▶ _How to complete this task_
Start to finish, print the data below exactly, without the images.

◇ ◇ ◇ ◇ ◇ ◇ ◇

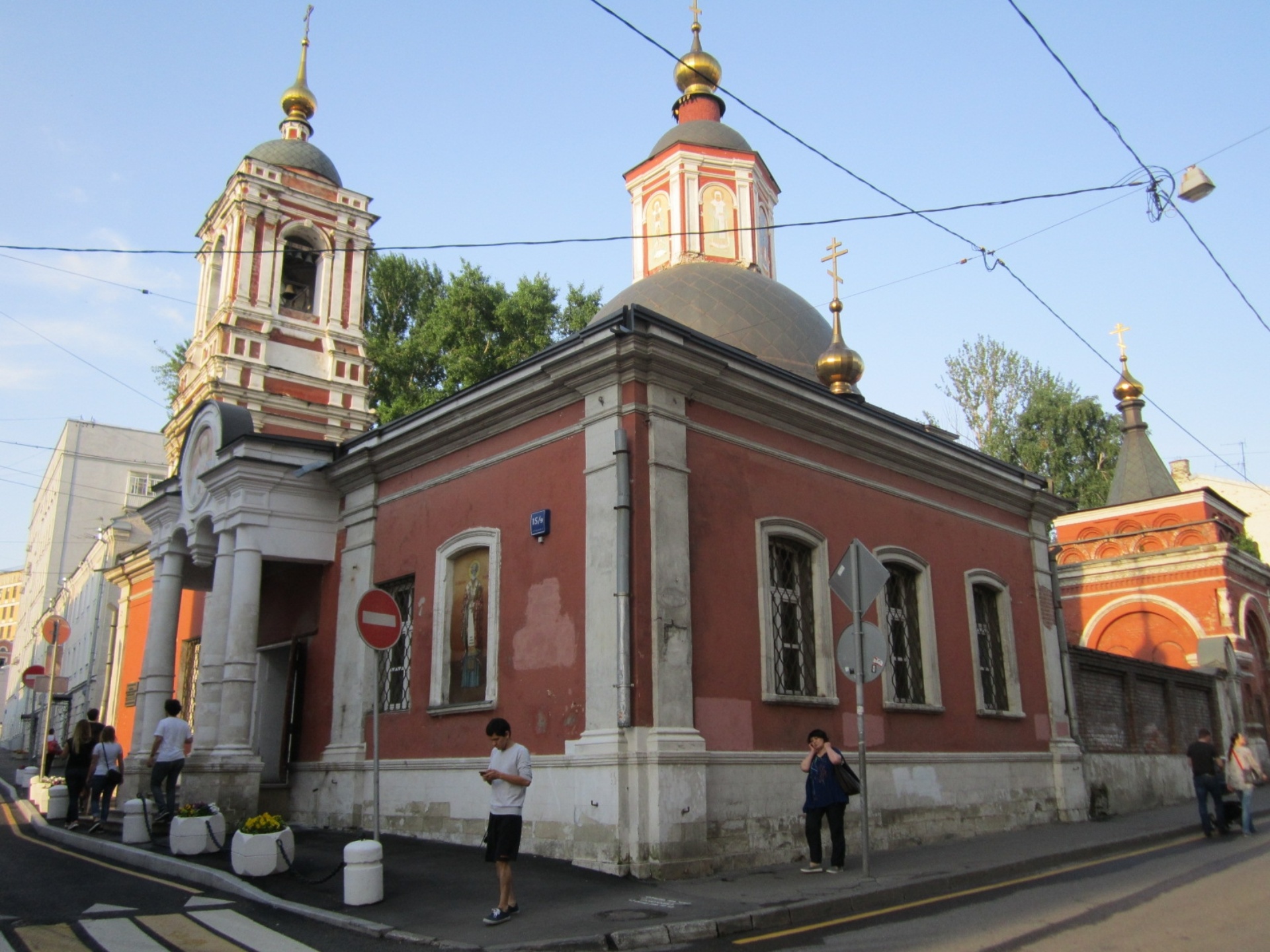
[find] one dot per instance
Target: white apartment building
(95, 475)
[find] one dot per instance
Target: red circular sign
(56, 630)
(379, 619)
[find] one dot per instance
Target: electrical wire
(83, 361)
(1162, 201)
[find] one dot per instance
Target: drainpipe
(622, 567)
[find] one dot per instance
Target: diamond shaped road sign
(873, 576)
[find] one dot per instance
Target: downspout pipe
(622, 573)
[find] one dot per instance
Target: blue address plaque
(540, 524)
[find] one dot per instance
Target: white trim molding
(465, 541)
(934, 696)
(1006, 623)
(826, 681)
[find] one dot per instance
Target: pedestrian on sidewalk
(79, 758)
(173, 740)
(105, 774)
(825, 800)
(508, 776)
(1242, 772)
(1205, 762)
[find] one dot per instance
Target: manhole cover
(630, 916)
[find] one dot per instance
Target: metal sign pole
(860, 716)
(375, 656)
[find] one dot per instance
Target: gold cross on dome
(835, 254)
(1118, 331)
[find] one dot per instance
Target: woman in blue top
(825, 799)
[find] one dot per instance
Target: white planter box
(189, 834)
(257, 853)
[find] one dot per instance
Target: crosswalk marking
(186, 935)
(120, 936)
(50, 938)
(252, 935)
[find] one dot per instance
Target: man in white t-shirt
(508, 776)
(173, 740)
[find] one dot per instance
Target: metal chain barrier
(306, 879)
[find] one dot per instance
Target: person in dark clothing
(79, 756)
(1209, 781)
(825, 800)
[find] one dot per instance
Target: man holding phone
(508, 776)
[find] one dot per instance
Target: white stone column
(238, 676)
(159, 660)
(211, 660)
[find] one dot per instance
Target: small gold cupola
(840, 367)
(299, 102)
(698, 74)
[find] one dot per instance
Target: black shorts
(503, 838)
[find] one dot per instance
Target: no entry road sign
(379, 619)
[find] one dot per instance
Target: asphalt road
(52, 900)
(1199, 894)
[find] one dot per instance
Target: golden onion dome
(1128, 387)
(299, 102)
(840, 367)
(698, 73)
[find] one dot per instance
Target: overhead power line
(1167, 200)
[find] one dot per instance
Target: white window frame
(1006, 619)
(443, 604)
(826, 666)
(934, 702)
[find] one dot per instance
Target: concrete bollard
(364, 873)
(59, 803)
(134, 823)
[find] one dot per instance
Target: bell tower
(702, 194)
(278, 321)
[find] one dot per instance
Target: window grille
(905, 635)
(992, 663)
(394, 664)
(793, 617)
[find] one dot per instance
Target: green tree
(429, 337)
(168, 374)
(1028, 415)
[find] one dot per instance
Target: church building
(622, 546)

◇ ◇ ◇ ◇ ◇ ◇ ◇

▶ _Task result_
[find] one dot per instance
Target: white apartment building
(95, 475)
[find] one dot per instance
Target: red circular sign
(56, 630)
(379, 619)
[find] one dot per instance
Target: electrical wire
(83, 361)
(1162, 201)
[find] one dot per instance
Target: drainpipe
(622, 567)
[find] one dot per instance
Target: diamond shaped road sign
(873, 576)
[find] one dot per instance
Target: downspout pipe
(622, 573)
[find] one dot per instance
Target: blue address plaque
(540, 524)
[find] one dot per instance
Target: white trim molding
(465, 541)
(934, 696)
(1006, 623)
(826, 681)
[find] one dot per instance
Target: pedestrian on sidewalk
(79, 758)
(173, 740)
(105, 774)
(825, 800)
(508, 776)
(1242, 772)
(1205, 762)
[find] one dot per instance
Target: manhole cover
(630, 916)
[find] one dot per instance
Target: metal sign pole
(860, 716)
(375, 656)
[find] one dot per instance
Target: gold cross on dome
(835, 254)
(1118, 331)
[find] one dot per instance
Target: woman in blue top
(825, 799)
[find] one dot per instance
Target: white planter box
(189, 834)
(257, 853)
[find] one dot per instance
Target: crosswalk marking
(186, 935)
(120, 936)
(50, 938)
(252, 935)
[find] one dot per instance
Target: man in white t-shirt
(508, 776)
(173, 740)
[find] one dot per instance
Target: metal chain barrier
(306, 879)
[find] one dot per instance
Target: person in dark clothing
(79, 756)
(1209, 781)
(825, 800)
[find] one dot per instance
Target: man holding phone
(508, 776)
[find] one dot per instance
Target: white stone column
(238, 676)
(159, 660)
(211, 660)
[find] one dot per instance
Target: small gold cupola
(840, 367)
(299, 102)
(698, 74)
[find] one dot per instance
Target: black shorts
(503, 838)
[find] one dot per instance
Target: no entry road sign
(379, 619)
[find] one dot per instance
Target: asphalt road
(52, 900)
(1199, 894)
[find] one dot per instance
Target: golden onion dome
(1128, 387)
(299, 102)
(840, 367)
(698, 73)
[find] one dot per instance
Target: overhead power line
(1167, 200)
[find] one dot per instance
Target: white window frame
(1006, 619)
(443, 604)
(826, 666)
(934, 702)
[find] one dot per instance
Target: concrete bollard
(364, 873)
(59, 803)
(134, 823)
[find] one dot per instance
Target: bell tower
(702, 194)
(278, 321)
[find] one dot per instance
Target: window grille
(905, 635)
(992, 663)
(394, 664)
(793, 617)
[find] one dot per instance
Target: green tree
(429, 337)
(168, 374)
(1028, 415)
[find] one dot per instance
Target: church building
(622, 546)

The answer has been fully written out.